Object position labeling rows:
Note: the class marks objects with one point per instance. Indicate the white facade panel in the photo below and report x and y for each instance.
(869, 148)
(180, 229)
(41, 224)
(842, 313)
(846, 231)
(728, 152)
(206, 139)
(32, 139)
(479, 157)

- Written instruction
Locate every row above that contains the string "marks" and copy each one out. Treat uppercase and lowercase as different.

- Solved exercise
Note: the class marks objects with one point per instance. Indicate the white facade panel in the photo below and report x and y for each instance.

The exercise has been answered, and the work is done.